## Written problem
Every record should be written out exactly, with the pictures left out.

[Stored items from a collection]

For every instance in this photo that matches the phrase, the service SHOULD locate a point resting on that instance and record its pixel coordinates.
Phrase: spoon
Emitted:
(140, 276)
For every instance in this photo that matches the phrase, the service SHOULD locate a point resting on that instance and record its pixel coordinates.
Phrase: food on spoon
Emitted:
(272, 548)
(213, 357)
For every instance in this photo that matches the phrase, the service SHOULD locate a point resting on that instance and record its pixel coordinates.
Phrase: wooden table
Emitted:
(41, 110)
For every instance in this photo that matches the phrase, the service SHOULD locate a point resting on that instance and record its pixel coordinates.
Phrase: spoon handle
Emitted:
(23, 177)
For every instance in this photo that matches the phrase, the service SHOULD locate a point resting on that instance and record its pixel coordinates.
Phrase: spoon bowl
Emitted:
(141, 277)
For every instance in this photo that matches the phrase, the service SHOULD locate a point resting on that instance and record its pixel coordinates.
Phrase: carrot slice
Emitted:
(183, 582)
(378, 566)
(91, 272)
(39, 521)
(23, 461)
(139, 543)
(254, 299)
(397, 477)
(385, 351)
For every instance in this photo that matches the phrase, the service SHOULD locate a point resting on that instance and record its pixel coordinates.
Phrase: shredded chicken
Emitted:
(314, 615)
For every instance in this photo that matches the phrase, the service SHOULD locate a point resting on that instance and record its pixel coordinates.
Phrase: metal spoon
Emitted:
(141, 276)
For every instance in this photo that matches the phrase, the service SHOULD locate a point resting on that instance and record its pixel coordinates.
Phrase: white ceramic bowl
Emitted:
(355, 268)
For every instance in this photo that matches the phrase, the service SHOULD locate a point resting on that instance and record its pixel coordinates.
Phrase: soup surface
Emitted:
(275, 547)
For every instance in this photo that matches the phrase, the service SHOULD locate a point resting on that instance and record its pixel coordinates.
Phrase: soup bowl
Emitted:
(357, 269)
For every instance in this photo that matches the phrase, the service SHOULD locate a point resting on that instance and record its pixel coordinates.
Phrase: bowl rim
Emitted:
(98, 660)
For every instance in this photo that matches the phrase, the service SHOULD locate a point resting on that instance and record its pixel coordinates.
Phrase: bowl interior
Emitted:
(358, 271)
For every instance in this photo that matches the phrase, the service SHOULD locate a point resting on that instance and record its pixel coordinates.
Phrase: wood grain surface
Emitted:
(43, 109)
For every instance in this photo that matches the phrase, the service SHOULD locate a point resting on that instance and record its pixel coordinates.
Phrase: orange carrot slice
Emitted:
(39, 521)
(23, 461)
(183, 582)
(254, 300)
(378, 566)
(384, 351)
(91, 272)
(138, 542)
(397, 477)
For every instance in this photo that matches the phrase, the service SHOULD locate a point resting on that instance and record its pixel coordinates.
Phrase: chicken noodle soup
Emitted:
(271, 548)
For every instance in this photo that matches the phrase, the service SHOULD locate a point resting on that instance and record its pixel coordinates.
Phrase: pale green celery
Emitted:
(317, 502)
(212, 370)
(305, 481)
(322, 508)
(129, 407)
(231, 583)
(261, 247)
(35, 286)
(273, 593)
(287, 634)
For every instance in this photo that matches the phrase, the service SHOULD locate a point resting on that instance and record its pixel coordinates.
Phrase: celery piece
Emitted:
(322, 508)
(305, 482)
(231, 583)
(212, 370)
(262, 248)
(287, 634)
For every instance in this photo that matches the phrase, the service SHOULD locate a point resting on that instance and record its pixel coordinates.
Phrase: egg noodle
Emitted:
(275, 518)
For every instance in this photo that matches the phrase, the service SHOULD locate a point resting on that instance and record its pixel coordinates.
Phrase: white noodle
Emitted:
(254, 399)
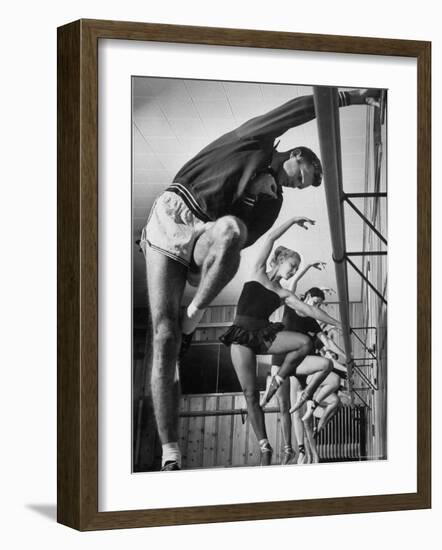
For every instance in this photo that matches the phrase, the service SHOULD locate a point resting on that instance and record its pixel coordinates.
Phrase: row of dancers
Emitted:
(306, 362)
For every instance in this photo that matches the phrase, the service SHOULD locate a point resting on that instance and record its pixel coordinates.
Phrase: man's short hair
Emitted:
(315, 292)
(309, 156)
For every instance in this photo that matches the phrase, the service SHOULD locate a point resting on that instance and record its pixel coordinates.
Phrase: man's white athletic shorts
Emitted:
(172, 229)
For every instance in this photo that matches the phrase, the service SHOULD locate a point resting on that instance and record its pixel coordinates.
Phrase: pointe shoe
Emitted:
(302, 459)
(287, 456)
(266, 456)
(171, 465)
(271, 389)
(303, 398)
(309, 412)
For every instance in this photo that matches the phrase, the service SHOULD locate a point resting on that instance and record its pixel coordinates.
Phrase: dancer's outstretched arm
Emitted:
(331, 345)
(270, 238)
(301, 307)
(301, 272)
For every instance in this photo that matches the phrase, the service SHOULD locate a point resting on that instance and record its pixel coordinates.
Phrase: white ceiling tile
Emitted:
(243, 91)
(167, 146)
(276, 94)
(154, 127)
(218, 108)
(151, 177)
(146, 107)
(174, 162)
(188, 128)
(245, 110)
(205, 89)
(178, 107)
(146, 161)
(166, 88)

## Complete response
For every instance in this photo that matches the phrase, the service SHOULD locate a point resting on that instance and record its pixel coordinates.
Phrase: spoon
Emitted:
(140, 276)
For every instance in this photo that matches the phrase, the service SHOULD locate a point resting on that instance and record its pixel coordinates.
Phrase: food on spoon
Emitted:
(272, 548)
(213, 357)
For every instance in this photo that matches the phrase, the service SHOULD locate a point resting on that instance and record its pixel coordinates.
Phrase: wooden table
Emitted:
(41, 110)
For every instance in this photo that matches the phrase, the service SHOULD locate a point resting on that instance and record its pixel coordinates.
Phrase: spoon handle
Emitted:
(23, 177)
For every instance in this photo that matches the phrase, the service SHOULD locate a point resting on that instance and record its pixel coordinates.
Phrase: spoon bowl
Emitted:
(141, 277)
For every instance in this photo that matches the phrase, the service SHOULD locate a point resting on that instance and record its pixel coordinates.
Phrase: carrot slice
Emitted:
(183, 582)
(378, 566)
(91, 272)
(39, 521)
(23, 461)
(139, 543)
(254, 299)
(397, 477)
(385, 351)
For every instance in this photo that matches the phrase, the service SHOULD locate a point resting on that instance and record its pixel coordinates.
Phrase: shredded chicken
Emitted:
(314, 615)
For every instance in this photo that matches the phrase, the service SHOULD locate a point resting on that instance and record its pixel coordinates.
Phrase: metal spoon
Emitted:
(141, 276)
For every instance in this photo that matches the phrase, the service SHOULD locate a point resting on that instance and record its pixel coordinates.
Phrase: white ceramic bowl
Emitted:
(355, 268)
For every instance in this photo that matches the phrase, the service SHOULD locate a point resting on that instance and record its pixel coordinates.
Phrase: soup surface
Emitted:
(275, 547)
For every instance in this photo that matches the phrase, the service SHOULD locate a point resting on that instance and record its pixel coordinates.
Phrase: soup bowl
Emitted:
(357, 269)
For every instance in this photo that matches the phrase, the service SHOULD locate a point resting on that instance and record its pixel coordinates.
Phrase: bowl rim
Emitted:
(98, 660)
For every instance in this photo that matches the phrase, the service SHOULD locate a point resting on that instance and record its pixel coordinates.
Phrase: bowl interior
Emitted:
(358, 271)
For every instance in this photo that matches the phrase, the service SHOULD locate a point resting on that instance and record its pixel coordinates.
Phrase: wood grain surface
Emitted:
(43, 109)
For every instance in this photo that matches the phrase, the service SHOULD locate a point resting on that instance and record its pixel coordinates.
Phrase: orange carrot slice
Emitted:
(39, 521)
(23, 461)
(183, 582)
(254, 300)
(378, 566)
(384, 351)
(91, 272)
(138, 542)
(397, 477)
For every instance in this photo that matches the phrase, the service SHOULD locate a point resting on that instance and record its pixel coordinates.
Phrase: chicken noodle soup
Emitted:
(271, 548)
For every instance in this photo that matches the phrase, the service SHOULD locate a point resting on that instance and record its pixel coordinates.
Phrase: pale green celery
Emitted:
(317, 502)
(212, 370)
(305, 481)
(322, 508)
(129, 407)
(231, 583)
(261, 247)
(35, 286)
(273, 593)
(287, 634)
For every instance in this photo that matches the phrase, the service SHOULD locate a point resting on that instance and record its pixel coordinates.
Phrase: celery piece
Emitted:
(322, 508)
(305, 482)
(231, 583)
(212, 370)
(262, 248)
(287, 634)
For every instance in this photo that matches the phrase, the service SHOULD locate a point resting on that instance and record its pixel coordinates.
Phrase: egg noodle
Emitted:
(275, 518)
For every instance in this photo that matches the phrase, the service SHOULD locate a point resting on that instance and record its pixel coordinates.
Phrase: white noodle
Emitted:
(254, 399)
For every instance in this photo that matches the phrase, the service SHOULD locate a point resting on that instance and record its pixel coordinates.
Phrase: row of dancers
Emitted:
(306, 362)
For every instance in this photo that matches the phrase, the service SHOULD locate a point resting on that instance and record its pixel coordinates.
Phrase: man's short hair
Emitted:
(315, 292)
(309, 156)
For every instance in this photo that matches the phrase, the service SHOULD locate a point resting on that instance and record its pixel coordinates.
Phrase: man's white athletic shorts
Emitted:
(172, 229)
For every instance in this photo that matches the phrase, the service SHOULD locate a point resting on that instance and record its pixel coordinates.
Phrase: pointe shoe
Emitted:
(302, 459)
(287, 456)
(266, 456)
(171, 465)
(271, 389)
(303, 398)
(309, 412)
For every instance in this photo that matches the phrase, the service SHOULD locate a point resting on that instance and record its pixel coordinates.
Phrase: dancer's outstretched arm
Emitted:
(331, 345)
(270, 238)
(301, 307)
(301, 272)
For every instance in this photo that matches the phrase, the service SHOULD locate a point resting on that instance and record its pixel coordinates.
Phrase: white ceiling tile
Emitted:
(243, 91)
(167, 146)
(276, 94)
(154, 127)
(218, 108)
(151, 177)
(146, 107)
(174, 162)
(188, 128)
(245, 110)
(205, 89)
(178, 107)
(146, 161)
(166, 88)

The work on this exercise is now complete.